* Data for the task
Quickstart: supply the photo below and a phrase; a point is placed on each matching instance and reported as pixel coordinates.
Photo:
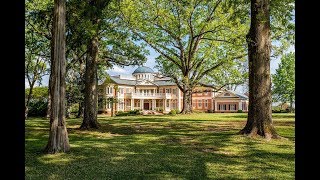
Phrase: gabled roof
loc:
(164, 83)
(118, 80)
(143, 69)
(235, 94)
(239, 94)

* Try it
Every entry above needs to be duplicated precisely, and none of the pictures should appear.

* Reply to the exercise
Quickstart: supply the photo below and a phrase; a point is placed on each matching instance and reported as pixel coordinates.
Photo:
Phrase: gabled roof
loc:
(164, 83)
(118, 80)
(143, 69)
(235, 94)
(239, 94)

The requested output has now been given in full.